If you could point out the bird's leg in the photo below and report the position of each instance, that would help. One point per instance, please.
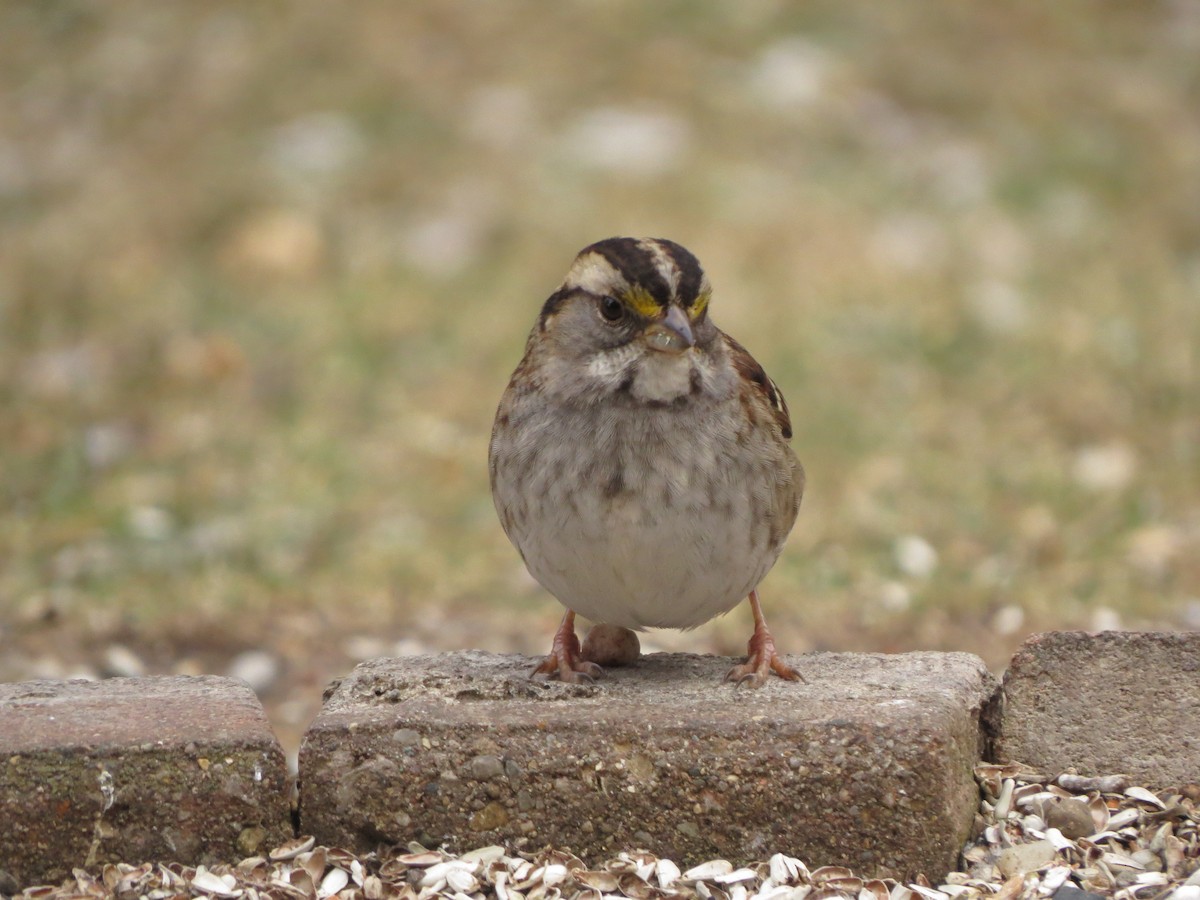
(565, 660)
(761, 659)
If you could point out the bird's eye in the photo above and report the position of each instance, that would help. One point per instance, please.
(611, 309)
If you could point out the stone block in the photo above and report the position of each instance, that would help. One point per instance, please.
(868, 763)
(136, 769)
(1113, 702)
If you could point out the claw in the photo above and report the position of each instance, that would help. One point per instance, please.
(761, 659)
(565, 660)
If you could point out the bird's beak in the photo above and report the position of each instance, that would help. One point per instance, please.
(671, 334)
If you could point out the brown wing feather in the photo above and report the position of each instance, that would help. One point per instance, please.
(748, 366)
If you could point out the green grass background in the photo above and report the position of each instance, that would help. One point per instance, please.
(265, 268)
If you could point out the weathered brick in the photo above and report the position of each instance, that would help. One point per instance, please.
(136, 769)
(868, 763)
(1104, 703)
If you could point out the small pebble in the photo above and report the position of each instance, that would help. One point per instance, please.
(611, 646)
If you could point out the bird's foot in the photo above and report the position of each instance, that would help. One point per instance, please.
(565, 660)
(761, 659)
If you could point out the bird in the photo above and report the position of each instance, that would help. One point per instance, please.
(640, 459)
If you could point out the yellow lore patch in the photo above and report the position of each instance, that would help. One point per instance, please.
(641, 301)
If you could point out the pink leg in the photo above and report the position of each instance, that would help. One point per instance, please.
(565, 661)
(762, 659)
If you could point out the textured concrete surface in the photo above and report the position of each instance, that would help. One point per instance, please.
(136, 769)
(1110, 702)
(868, 763)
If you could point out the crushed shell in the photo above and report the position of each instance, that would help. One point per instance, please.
(1144, 845)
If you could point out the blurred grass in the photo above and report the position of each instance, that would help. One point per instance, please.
(264, 270)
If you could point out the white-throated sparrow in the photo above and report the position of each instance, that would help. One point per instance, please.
(640, 460)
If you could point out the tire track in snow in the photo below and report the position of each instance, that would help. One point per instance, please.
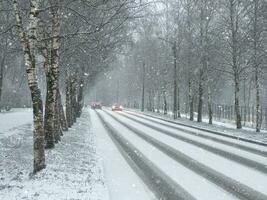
(164, 187)
(240, 146)
(232, 186)
(239, 159)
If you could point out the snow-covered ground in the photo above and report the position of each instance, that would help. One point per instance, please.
(73, 171)
(88, 165)
(221, 126)
(197, 184)
(12, 120)
(122, 181)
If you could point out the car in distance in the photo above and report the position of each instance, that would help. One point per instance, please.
(96, 105)
(116, 107)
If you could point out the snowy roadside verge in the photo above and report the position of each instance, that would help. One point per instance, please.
(73, 169)
(245, 133)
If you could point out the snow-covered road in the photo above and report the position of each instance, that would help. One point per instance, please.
(199, 164)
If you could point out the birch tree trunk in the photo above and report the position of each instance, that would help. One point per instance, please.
(209, 105)
(55, 11)
(191, 101)
(143, 90)
(234, 24)
(28, 42)
(174, 80)
(80, 97)
(68, 100)
(2, 65)
(256, 38)
(63, 121)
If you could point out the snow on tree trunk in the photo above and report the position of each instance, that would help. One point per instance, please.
(80, 97)
(234, 26)
(191, 101)
(2, 65)
(68, 101)
(256, 38)
(55, 67)
(63, 120)
(143, 90)
(209, 105)
(174, 81)
(28, 42)
(49, 121)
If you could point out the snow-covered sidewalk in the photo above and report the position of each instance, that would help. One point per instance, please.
(73, 167)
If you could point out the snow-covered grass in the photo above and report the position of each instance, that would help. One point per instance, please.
(221, 126)
(73, 169)
(12, 119)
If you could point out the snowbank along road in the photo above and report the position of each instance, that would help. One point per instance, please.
(178, 162)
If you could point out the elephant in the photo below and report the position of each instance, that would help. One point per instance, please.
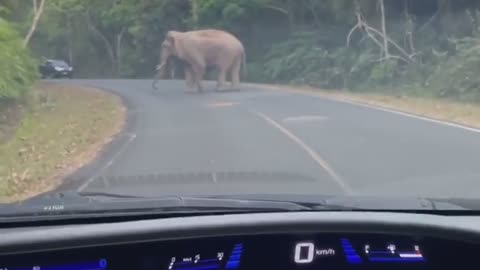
(202, 49)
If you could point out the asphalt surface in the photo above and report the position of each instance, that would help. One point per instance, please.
(258, 141)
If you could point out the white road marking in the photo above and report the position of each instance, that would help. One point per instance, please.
(214, 177)
(108, 164)
(314, 155)
(378, 108)
(419, 117)
(304, 119)
(220, 104)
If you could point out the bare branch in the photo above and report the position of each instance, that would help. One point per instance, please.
(384, 29)
(349, 36)
(279, 9)
(35, 6)
(97, 32)
(38, 10)
(391, 41)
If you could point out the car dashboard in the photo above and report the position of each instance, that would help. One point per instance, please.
(291, 241)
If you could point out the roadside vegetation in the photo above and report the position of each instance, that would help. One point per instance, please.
(428, 48)
(62, 130)
(46, 130)
(417, 56)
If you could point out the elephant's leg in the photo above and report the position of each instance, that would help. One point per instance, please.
(198, 72)
(222, 74)
(235, 73)
(189, 77)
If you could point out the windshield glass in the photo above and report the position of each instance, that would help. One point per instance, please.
(276, 99)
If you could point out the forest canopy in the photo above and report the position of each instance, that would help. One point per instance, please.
(428, 47)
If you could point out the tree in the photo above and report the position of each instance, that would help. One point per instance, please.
(37, 13)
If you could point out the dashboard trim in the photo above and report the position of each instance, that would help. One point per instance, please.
(41, 239)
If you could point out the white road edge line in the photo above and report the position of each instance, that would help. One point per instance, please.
(314, 155)
(381, 108)
(108, 164)
(419, 117)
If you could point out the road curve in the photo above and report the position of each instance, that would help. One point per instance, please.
(258, 141)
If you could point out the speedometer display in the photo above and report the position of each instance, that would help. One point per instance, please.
(258, 252)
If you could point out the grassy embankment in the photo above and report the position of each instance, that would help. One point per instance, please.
(62, 129)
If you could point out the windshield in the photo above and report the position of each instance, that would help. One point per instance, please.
(276, 99)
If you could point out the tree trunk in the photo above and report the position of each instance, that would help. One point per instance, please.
(69, 40)
(118, 51)
(108, 45)
(384, 30)
(37, 13)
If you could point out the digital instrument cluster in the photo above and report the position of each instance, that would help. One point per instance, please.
(259, 252)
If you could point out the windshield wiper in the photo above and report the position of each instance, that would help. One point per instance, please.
(84, 203)
(98, 204)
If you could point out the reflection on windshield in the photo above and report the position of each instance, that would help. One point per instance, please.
(372, 98)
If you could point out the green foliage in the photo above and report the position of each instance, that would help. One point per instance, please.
(18, 70)
(288, 41)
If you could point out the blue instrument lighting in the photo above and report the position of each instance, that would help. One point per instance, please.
(94, 265)
(200, 267)
(234, 259)
(395, 259)
(350, 253)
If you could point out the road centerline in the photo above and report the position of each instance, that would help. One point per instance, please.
(108, 164)
(312, 153)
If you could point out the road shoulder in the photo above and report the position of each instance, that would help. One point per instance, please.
(462, 115)
(65, 129)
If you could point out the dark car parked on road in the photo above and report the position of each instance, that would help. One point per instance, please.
(51, 68)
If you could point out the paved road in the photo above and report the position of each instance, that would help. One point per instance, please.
(264, 141)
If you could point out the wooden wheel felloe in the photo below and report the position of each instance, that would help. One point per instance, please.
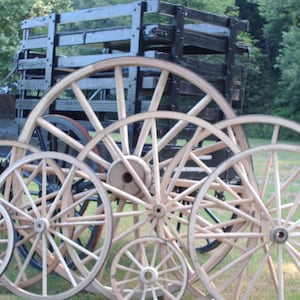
(267, 249)
(7, 238)
(151, 266)
(50, 226)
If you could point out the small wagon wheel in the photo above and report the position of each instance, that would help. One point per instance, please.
(148, 264)
(267, 249)
(143, 199)
(49, 142)
(50, 226)
(7, 239)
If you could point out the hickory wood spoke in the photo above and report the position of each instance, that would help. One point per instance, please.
(121, 107)
(227, 206)
(27, 193)
(108, 141)
(154, 103)
(156, 171)
(62, 260)
(66, 186)
(277, 188)
(288, 181)
(75, 245)
(186, 154)
(25, 264)
(49, 127)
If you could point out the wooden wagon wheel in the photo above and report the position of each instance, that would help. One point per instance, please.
(274, 130)
(267, 250)
(144, 202)
(50, 226)
(7, 239)
(45, 141)
(148, 264)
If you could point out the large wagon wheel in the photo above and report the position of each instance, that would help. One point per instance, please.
(144, 202)
(148, 264)
(7, 239)
(50, 226)
(267, 250)
(274, 129)
(192, 89)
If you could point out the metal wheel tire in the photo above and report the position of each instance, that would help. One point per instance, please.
(7, 239)
(267, 249)
(164, 72)
(51, 227)
(148, 265)
(145, 201)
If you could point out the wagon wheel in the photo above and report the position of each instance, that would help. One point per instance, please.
(274, 130)
(50, 218)
(267, 250)
(48, 142)
(143, 199)
(148, 264)
(7, 239)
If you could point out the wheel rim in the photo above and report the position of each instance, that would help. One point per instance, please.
(150, 266)
(7, 239)
(50, 219)
(269, 244)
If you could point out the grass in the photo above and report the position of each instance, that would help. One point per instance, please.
(263, 293)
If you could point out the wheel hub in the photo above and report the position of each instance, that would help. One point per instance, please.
(40, 225)
(149, 275)
(158, 211)
(120, 176)
(279, 234)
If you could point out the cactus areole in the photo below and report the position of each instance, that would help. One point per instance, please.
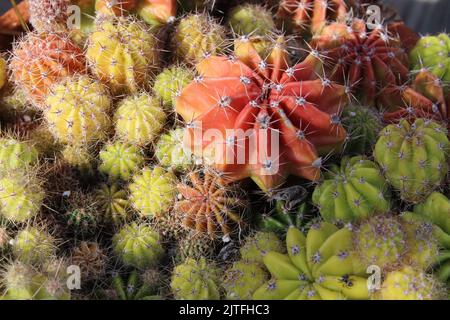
(261, 118)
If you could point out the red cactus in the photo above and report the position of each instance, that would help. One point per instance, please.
(368, 61)
(261, 118)
(311, 15)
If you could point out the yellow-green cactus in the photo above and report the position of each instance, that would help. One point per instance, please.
(120, 160)
(152, 191)
(195, 280)
(123, 53)
(77, 111)
(139, 119)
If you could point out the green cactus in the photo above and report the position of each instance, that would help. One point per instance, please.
(320, 265)
(138, 245)
(413, 157)
(258, 245)
(195, 280)
(242, 279)
(433, 53)
(354, 191)
(152, 191)
(139, 119)
(251, 19)
(120, 160)
(363, 125)
(170, 82)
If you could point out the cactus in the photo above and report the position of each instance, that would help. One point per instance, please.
(363, 125)
(152, 191)
(33, 245)
(170, 82)
(171, 152)
(196, 37)
(242, 279)
(410, 284)
(250, 19)
(41, 60)
(258, 245)
(208, 204)
(195, 280)
(16, 155)
(138, 245)
(139, 119)
(91, 259)
(77, 111)
(318, 265)
(120, 161)
(21, 197)
(122, 53)
(413, 157)
(49, 15)
(433, 53)
(354, 191)
(113, 204)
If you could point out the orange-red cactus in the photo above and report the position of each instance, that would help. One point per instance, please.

_ _ _ _

__DESCRIPTION OF THE TASK__.
Starting at the line that contains "If you could point out the green cactus" and ending with the last line above, turn those lines into a JSON list of strings, one string per line, with blank lines left out.

__FINISHED ANSWER__.
[
  "If you could point out the green cactus in the photo above and report the position of each instance, that would help. One point per instance, please.",
  "(320, 265)",
  "(138, 245)",
  "(413, 157)",
  "(258, 245)",
  "(195, 280)",
  "(242, 279)",
  "(433, 53)",
  "(354, 191)",
  "(152, 191)",
  "(139, 119)",
  "(251, 19)",
  "(120, 160)",
  "(363, 125)",
  "(170, 82)",
  "If you could point out the cactus in the photo above and report the position of each instance, that would help. One point per instance, please.",
  "(363, 125)",
  "(152, 191)",
  "(33, 245)",
  "(170, 82)",
  "(171, 152)",
  "(196, 37)",
  "(242, 279)",
  "(410, 284)",
  "(250, 19)",
  "(41, 60)",
  "(258, 245)",
  "(208, 204)",
  "(195, 280)",
  "(16, 155)",
  "(138, 245)",
  "(139, 119)",
  "(91, 259)",
  "(77, 111)",
  "(318, 265)",
  "(120, 161)",
  "(21, 197)",
  "(122, 53)",
  "(413, 157)",
  "(49, 15)",
  "(433, 53)",
  "(354, 191)",
  "(113, 204)",
  "If you could point out the orange-red cactus in the photo above and report the position of each instance, that would help. One point per instance, please."
]